_EXERCISE DESCRIPTION_
Only the lines from the one containing "Note: for this drill, mark the lion's front" through the end of the entries should be repeated, exactly as they appear, first and last included.

===== PROVIDED DATA =====

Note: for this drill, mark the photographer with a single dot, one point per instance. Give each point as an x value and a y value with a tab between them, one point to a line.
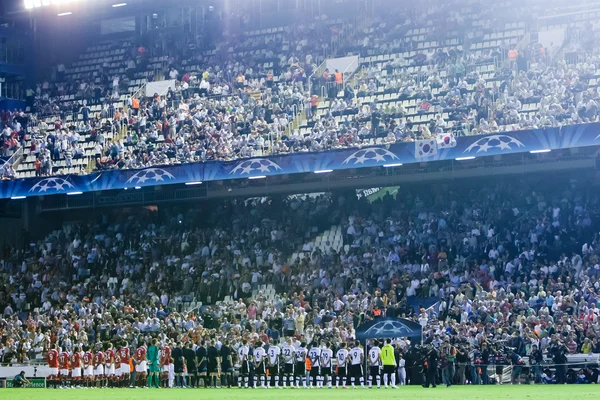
559	351
448	357
462	359
485	362
517	366
432	367
20	380
536	359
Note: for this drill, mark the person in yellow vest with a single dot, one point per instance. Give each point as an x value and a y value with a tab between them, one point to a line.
270	79
240	79
339	79
388	359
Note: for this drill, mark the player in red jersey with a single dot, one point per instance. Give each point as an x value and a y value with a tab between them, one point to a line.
141	365
64	361
110	365
124	356
165	361
52	359
76	367
99	367
88	366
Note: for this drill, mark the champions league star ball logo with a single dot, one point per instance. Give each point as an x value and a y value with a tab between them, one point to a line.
372	154
256	164
388	328
501	142
51	185
150	175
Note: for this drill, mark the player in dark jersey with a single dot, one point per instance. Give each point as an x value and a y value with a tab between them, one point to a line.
191	364
213	363
178	363
226	364
201	360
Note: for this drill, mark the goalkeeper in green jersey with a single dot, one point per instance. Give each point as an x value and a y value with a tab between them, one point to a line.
388	360
153	367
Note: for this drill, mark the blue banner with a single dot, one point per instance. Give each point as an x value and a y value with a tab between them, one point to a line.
388	328
443	147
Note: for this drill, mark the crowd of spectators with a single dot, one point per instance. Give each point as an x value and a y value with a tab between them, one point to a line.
514	265
249	96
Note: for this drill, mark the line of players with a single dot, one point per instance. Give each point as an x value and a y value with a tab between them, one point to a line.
105	366
291	365
312	367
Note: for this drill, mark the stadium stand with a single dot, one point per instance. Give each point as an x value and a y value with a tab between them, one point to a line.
415	80
494	280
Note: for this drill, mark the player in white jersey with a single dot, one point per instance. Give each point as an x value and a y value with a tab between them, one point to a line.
342	363
356	359
401	370
326	356
244	364
314	355
288	357
375	364
300	365
273	355
259	364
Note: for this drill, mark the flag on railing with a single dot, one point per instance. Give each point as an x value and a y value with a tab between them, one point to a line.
425	148
446	141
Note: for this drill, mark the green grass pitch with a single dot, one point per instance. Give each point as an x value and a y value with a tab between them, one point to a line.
526	392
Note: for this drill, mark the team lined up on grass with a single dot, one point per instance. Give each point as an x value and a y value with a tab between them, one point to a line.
212	364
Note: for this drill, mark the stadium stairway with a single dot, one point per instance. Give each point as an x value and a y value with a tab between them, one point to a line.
329	240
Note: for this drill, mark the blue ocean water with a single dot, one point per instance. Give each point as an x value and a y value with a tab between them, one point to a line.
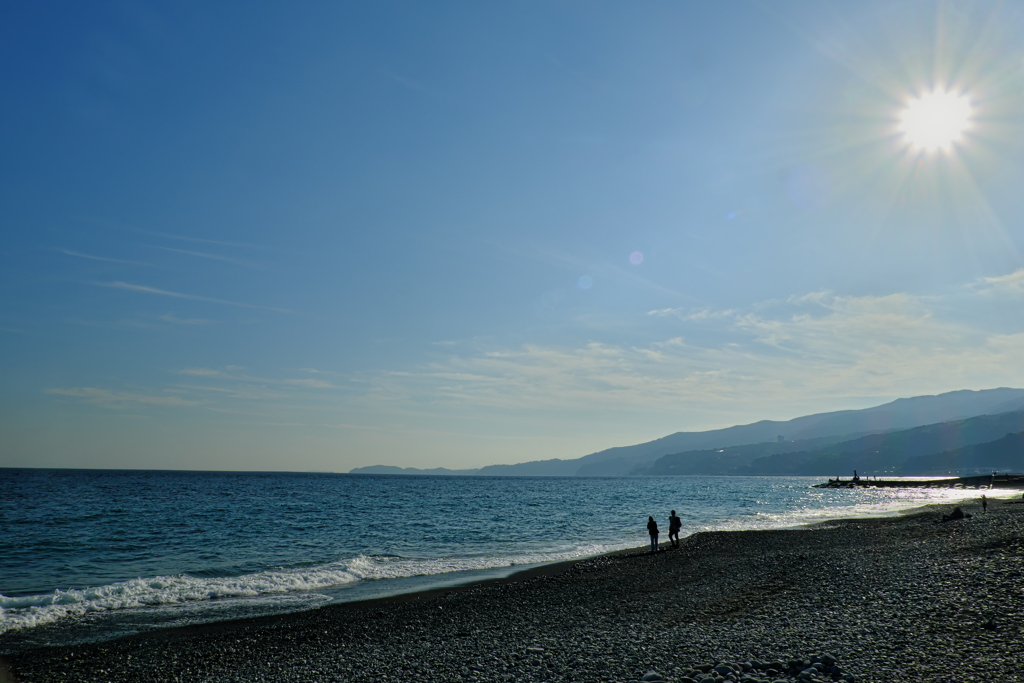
87	554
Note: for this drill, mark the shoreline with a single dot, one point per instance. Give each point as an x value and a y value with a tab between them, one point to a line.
896	597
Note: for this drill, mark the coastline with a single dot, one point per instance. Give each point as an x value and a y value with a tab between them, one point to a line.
889	597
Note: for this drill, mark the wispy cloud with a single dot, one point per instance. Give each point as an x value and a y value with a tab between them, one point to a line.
121	398
811	350
170	318
215	257
104	259
142	289
1012	284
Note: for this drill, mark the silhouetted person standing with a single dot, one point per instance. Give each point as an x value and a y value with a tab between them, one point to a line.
652	529
674	525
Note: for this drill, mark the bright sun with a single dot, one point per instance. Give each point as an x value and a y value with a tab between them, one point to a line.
935	121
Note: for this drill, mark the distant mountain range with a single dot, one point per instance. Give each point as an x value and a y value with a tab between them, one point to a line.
960	431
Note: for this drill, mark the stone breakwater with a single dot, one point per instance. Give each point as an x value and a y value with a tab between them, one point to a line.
892	599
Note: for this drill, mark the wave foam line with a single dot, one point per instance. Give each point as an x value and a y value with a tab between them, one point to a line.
33	610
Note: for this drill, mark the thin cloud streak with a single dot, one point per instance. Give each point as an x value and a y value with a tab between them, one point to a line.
215	257
104	259
120	398
193	297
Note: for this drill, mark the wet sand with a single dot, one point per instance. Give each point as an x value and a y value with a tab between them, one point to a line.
891	599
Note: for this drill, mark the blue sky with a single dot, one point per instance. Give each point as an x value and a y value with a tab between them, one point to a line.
320	236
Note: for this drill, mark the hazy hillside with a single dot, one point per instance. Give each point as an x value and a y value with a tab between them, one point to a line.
720	447
1006	454
888	453
900	414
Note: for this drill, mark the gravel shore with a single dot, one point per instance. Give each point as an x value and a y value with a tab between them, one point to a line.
886	599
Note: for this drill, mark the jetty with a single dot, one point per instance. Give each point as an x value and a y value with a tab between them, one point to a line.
980	481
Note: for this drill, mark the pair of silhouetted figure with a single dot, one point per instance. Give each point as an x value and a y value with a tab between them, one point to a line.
674	525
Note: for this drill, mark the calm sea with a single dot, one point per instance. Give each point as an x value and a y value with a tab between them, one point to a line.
90	554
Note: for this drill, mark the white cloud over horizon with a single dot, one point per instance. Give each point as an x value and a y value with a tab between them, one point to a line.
812	352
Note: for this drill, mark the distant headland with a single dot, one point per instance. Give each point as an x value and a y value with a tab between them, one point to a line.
956	433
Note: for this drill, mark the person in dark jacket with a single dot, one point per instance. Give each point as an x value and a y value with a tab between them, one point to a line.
675	523
652	529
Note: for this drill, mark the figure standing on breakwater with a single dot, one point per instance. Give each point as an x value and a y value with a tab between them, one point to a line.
674	525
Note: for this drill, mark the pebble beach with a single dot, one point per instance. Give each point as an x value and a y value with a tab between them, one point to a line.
906	598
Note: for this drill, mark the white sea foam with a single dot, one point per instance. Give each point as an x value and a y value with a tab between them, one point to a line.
32	610
23	611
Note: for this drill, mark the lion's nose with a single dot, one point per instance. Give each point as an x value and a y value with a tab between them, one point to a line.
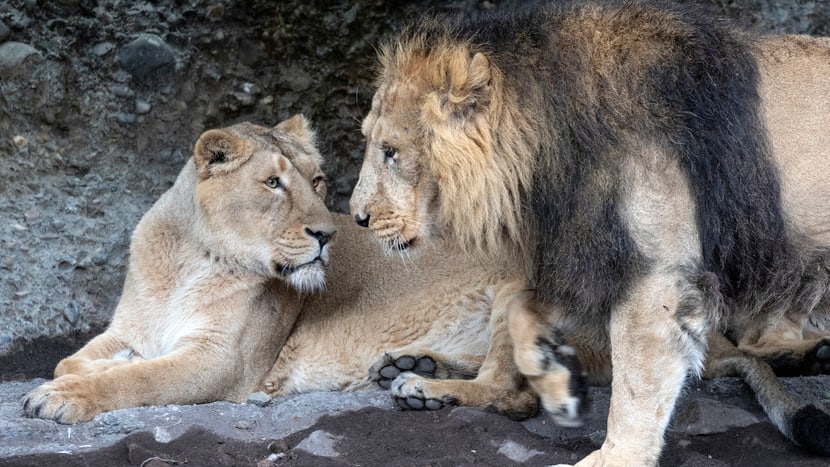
363	222
322	237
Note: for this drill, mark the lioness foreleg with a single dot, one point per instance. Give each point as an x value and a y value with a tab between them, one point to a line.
185	376
498	386
101	353
790	345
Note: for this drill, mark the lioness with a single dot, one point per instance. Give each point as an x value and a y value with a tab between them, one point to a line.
655	168
210	293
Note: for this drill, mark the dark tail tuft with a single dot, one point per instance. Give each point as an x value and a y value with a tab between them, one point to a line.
811	430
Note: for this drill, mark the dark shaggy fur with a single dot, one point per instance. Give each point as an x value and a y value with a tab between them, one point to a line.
597	80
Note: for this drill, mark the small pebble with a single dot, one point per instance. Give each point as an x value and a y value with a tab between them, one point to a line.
142	107
5	32
20	141
72	312
259	399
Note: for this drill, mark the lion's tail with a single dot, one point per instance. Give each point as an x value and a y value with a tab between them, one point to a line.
805	425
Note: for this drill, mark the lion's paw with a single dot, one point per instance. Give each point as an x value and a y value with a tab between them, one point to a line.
67	399
411	392
389	367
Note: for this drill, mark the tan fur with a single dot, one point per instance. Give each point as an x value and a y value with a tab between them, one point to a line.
210	292
440	304
446	153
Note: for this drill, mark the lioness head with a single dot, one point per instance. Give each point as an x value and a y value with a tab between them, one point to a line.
434	162
260	195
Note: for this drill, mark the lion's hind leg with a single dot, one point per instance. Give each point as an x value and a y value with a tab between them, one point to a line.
788	344
805	425
553	369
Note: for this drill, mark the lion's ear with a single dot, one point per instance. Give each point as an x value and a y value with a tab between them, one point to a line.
219	151
469	90
478	75
298	126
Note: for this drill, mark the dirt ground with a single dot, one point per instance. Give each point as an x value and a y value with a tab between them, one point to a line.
387	436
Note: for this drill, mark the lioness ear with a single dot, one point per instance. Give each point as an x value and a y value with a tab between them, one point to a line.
298	126
219	151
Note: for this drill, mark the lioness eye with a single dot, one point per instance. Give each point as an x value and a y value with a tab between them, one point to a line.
388	152
273	182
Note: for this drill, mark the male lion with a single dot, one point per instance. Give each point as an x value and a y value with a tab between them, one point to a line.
662	173
209	297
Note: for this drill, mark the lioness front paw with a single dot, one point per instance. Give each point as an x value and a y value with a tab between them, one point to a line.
411	392
389	367
68	399
820	357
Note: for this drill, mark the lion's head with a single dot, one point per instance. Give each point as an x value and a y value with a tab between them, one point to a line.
259	193
444	154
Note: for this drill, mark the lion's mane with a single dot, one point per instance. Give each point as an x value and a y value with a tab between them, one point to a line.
534	139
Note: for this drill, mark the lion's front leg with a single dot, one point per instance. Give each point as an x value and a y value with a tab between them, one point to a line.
658	337
190	375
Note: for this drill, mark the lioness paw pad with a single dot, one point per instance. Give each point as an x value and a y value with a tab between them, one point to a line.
64	400
390	367
408	391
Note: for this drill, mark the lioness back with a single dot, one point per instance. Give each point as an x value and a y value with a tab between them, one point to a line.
374	303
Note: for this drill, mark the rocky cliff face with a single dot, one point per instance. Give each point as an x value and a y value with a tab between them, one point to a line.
101	101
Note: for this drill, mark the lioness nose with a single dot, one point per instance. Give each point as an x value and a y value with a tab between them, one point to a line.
364	222
322	237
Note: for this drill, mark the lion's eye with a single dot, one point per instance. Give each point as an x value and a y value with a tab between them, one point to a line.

=====

_SOLVED EXERCISE_
Note: for this drill, mark the lion's front leg with a single dot, one point per instance. Give each point as an x value and a y value with a tab between them, one point to a line.
658	337
190	375
Note: for this drill, mark the lioness paw pad with a single dot, one point per instance. Give each point as an x value and a y value with a tab between them, one point to a line.
64	400
390	367
408	391
Note: for this drill, mark the lioness back with a single dot, one point per instance. Give each point as an x value and a y value with a tab between them, one point to a line.
374	303
Note: for this drill, mark the rocky cliff face with a single dot, one point per instance. Give each point as an x value and a y value with a tab between them, one point to a line.
101	101
Note: for this drill, mark the lioness nose with a single dot, one point per instance. Give each point as an x value and a y value with a tab between them, one point to a line.
364	222
322	237
Note: for this drill, mark the lion's eye with a single dot, one point per instance. Give each point as an x value and a y value with a tab between them, one point to a line.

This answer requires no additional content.